> **ФРАГМЕНТ ТЕКСТА**
........

Правовая действительность не менее естественная, несмотря на искусственность мер правовой политики. Здесь нет противоречия, ибо понятие естественности отражает социальную действительность во всех ее проявлениях в естественной окружающей среде. В первую очередь надо говорить о естественности физиологических и психологических потребностей, в частности естественной потребности межличностного общения и естественной предопределенности удовлетворения обозначенных потребностей, а также не менее естественной потребности упорядочивания всего многообразия общения. Упорядочиваемая искусственность заключается в различиях мер правовой политики в каждом отдельно взятом государстве. Поэтому в ракурсе стратегической направленности содержания и форм отмеченной естественности юриспруденция в немалой степени обретает своеобразный потенциал естественной науки.
Складывается впечатление, что юриспруденция парит над человеком, обществом и государством вне времени и вне пространства.
По выражению М. Фуко, всякая вещь имеет свое имя. Если условно право и правопонимание назвать вещью, то объективно возникает удивление от того, что «вещь» имеется, причем искусственно созданная человеком, а научное ее объяснение находится в дискуссионном поле. Из века в век. И сложно не согласиться с тем, что неопределенности в понимании права и правопонимания подтверждают уязвимость правовой теории по фундаментальным вопросам, не говоря о многих других внешне «мелких» неясностях.

........

> **ПРИВЕДЁННЫЕ ЗАПИСИ**
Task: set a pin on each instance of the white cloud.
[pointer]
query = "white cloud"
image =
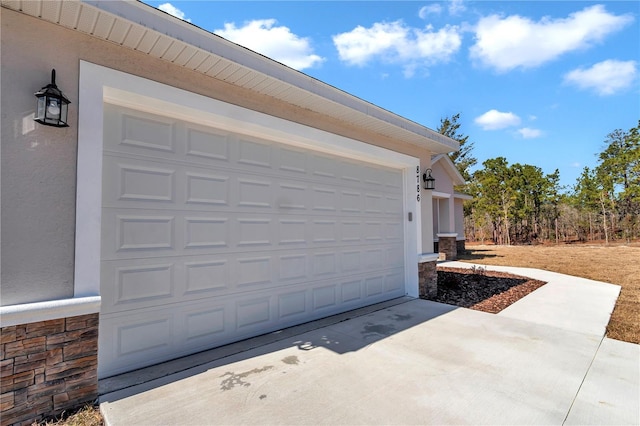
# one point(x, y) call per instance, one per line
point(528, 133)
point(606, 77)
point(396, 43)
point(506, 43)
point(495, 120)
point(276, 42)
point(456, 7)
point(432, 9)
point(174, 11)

........

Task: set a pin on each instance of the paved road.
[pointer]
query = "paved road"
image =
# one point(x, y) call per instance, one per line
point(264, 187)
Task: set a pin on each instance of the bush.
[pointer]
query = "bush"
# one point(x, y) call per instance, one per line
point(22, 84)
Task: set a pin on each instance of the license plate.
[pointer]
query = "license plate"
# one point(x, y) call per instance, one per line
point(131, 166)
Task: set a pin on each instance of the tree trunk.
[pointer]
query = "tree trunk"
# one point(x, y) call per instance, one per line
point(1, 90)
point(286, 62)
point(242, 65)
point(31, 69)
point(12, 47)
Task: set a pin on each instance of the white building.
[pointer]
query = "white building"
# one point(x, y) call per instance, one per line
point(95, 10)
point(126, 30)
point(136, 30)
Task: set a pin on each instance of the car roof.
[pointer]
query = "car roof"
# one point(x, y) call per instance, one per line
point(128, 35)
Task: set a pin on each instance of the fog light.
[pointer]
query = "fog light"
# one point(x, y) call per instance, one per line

........

> **ЧТО СДЕЛАТЬ**
(a) Назовите всё, над чем, согласно тексту о праве и правопонимании, парит юриспруденция.
(b) Определите, согласуются ли с текстом о праве и правопонимании следующие утверждения: (i) понятие естественности отражает социальную действительность во всех ее проявлениях; (ii) меры правовой политики одинаковы во всех государствах; (iii) научное объяснение права давно окончательно установлено. Для каждого ответьте «да» или «нет» и приведите решающие слова текста.
(c) Напишите продолжение текста о праве и правопонимании, начиная сразу после его последнего предложения.
Записи взяты из другого источника.

> **ОТВЕТЫ**
(a) Над человеком, обществом и государством.

(b)
(i) Да: «понятие естественности отражает социальную действительность во всех ее проявлениях в естественной окружающей среде».
(ii) Нет: «Упорядочиваемая искусственность заключается в различиях мер правовой политики в каждом отдельно взятом государстве».
(iii) Нет: «а научное ее объяснение находится в дискуссионном поле. Из века в век».

(c)
Однако не усматривается, что в современной юриспруденции признается первостепенной задачей выявление причин обозначенной несогласованности. Напротив, расхождения научных точек зрения удивительным образом позиционируются в качестве достоинства правовой теории. Поэтому не должно удивлять, что в юридической литературе внятно не говорится о том, какие воззрения и по каким причинам признаны ошибочными на фоне возрастающей множественности точек зрения по одному и тому же вопросу без учета того, что отмеченные и другие недостатки основаны на недоказанности истинности значительного числа общепризнаваемых научных положений.
Как представляется, новизна научных предложений должна вызывать диалог всегда с применением конкретных правовых показателей. Причем наряду с описательным режимом названных показателей требуется одновременное задействование режима правовой динамики их функционирования и режима ее правовых ощущений, а также получаемых результатов. Как следствие, становится возможным формировать системность научной доктрины, подтверждая неискоренимость в юриспруденции взаимообусловленности причин и следствий, целого и части, общего и частного.
У юридической науки естественным образом должен накапливаться системный опыт познания правовой действительности, системный опыт внедрения полученных знаний в национальную правовую политику, имея в виду и межгосударственные отношения. А как очередное следствие, должен формироваться системный опыт корректировки собственных точек зрения, гипотез и теорий. Реальным вектором для всех форм опыта может быть только системное состояние естественности правовой действительности в виде системного приближения ежедневно складывающегося сущего к конституционному должному, а значит, к состоянию системно конкретной законности и состоянию системно конкретной справедливости.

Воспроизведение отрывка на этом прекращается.